··· INFORMATION SUPPLIED ···

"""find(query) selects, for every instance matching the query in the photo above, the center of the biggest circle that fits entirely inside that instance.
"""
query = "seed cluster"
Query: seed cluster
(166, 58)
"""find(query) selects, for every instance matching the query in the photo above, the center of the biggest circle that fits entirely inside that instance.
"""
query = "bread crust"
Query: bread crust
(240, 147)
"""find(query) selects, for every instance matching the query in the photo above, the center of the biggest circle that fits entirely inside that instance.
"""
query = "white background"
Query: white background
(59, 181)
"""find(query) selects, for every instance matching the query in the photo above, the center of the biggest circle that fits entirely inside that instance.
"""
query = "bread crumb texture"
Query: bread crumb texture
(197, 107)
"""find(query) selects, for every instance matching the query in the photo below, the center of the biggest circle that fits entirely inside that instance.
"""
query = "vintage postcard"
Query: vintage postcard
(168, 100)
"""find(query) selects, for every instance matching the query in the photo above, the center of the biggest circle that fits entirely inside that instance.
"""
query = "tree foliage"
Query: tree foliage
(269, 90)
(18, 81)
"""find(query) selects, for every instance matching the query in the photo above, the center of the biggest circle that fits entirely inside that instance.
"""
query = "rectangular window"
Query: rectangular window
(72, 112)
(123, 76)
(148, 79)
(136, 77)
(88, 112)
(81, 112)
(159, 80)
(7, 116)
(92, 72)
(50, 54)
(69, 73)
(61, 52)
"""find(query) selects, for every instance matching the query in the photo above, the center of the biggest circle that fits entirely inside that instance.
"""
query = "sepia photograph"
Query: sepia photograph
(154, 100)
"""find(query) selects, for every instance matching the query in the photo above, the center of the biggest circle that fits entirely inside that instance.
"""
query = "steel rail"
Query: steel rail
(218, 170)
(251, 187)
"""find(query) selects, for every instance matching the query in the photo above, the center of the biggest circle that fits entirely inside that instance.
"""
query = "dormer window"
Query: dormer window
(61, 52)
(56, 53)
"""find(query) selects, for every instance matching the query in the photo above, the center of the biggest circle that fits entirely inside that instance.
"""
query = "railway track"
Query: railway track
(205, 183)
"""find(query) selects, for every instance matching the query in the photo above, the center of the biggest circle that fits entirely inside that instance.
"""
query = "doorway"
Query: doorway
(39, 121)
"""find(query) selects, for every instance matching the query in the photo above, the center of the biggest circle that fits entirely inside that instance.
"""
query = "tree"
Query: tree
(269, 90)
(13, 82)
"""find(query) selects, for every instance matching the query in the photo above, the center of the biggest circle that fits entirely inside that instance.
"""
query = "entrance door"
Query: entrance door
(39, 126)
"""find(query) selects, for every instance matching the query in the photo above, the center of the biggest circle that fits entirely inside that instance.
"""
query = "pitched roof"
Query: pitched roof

···

— DIRECTIONS FOR THIS TASK —
Repeat each of the records exactly as written.

— WRITTEN ANSWER —
"""find(query) selects, for every instance matching the query in the photo above, the center of the biggest circle that fits entirely inside that instance.
"""
query = "seed cluster"
Query: seed cluster
(166, 58)
"""find(query) selects, for every instance matching the query in the photo above, the center of the biggest circle that fits entirely inside that instance.
"""
query = "bread crust"
Query: bread crust
(240, 147)
"""find(query) selects, for every instance matching the query in the photo above, the center of the biggest circle that fits entirely inside that instance.
"""
query = "white background"
Query: white background
(59, 181)
"""find(query) selects, for every instance matching the query in the photo above, the center of the biggest circle that fits entirely inside that instance.
"""
query = "bread crumb texture"
Query: bread crumb texture
(197, 107)
"""find(query) selects, for every instance matching the query in the photo below, the center of the biggest circle that fits entirely inside that instance.
"""
query = "vintage postcard"
Query: vintage postcard
(168, 100)
"""find(query) selects, for every instance matching the query in the photo above, the center of the biggest circle that fits entirely inside that instance.
"""
query = "tree foliage"
Query: tree foliage
(269, 90)
(18, 81)
"""find(query) selects, for every instance matching the query in the photo above, the center of the biggest circle that fits entirely inside that instance.
"""
query = "rectangular window"
Query: rectangular window
(72, 112)
(123, 76)
(148, 79)
(136, 77)
(88, 112)
(81, 112)
(159, 80)
(7, 116)
(92, 72)
(50, 54)
(69, 73)
(61, 52)
"""find(query) selects, for every instance matching the query in the photo above, the center of the biggest circle that fits entirely inside that instance.
"""
query = "sepia photograph"
Query: sepia photograph
(154, 100)
"""find(query) selects, for every instance matching the query in the photo above, the center of the biggest circle that fits entirely inside that instance.
"""
query = "steel rail"
Query: steel rail
(218, 170)
(251, 187)
"""find(query) selects, for every instance matching the query in the photo above, the center of the biggest circle that fits entirely inside that instance.
"""
query = "dormer window"
Query: dormer window
(61, 52)
(56, 53)
"""find(query) selects, for every instance matching the query in the photo above, the center of the biggest circle that fits entirely inside that instance.
"""
query = "railway track"
Query: railway track
(205, 183)
"""find(query) selects, for every instance matching the query in the photo above, the center of the biggest circle that fits entirely inside that instance.
"""
query = "doorway"
Query: doorway
(39, 121)
"""find(query) selects, for every instance matching the query in the photo above, the center of the biggest circle that fits entirely inside that instance.
"""
query = "tree"
Query: tree
(269, 90)
(13, 82)
"""find(query) selects, for every instance matching the query in the photo above, the center of the biggest circle that fits entirely inside that instance.
"""
query = "entrance door"
Query: entrance door
(39, 126)
"""find(query) selects, for every instance matching the query in the photo above, the center of the biggest circle that fits entirely inside that instance.
"""
query = "pitched roof"
Query: pitched roof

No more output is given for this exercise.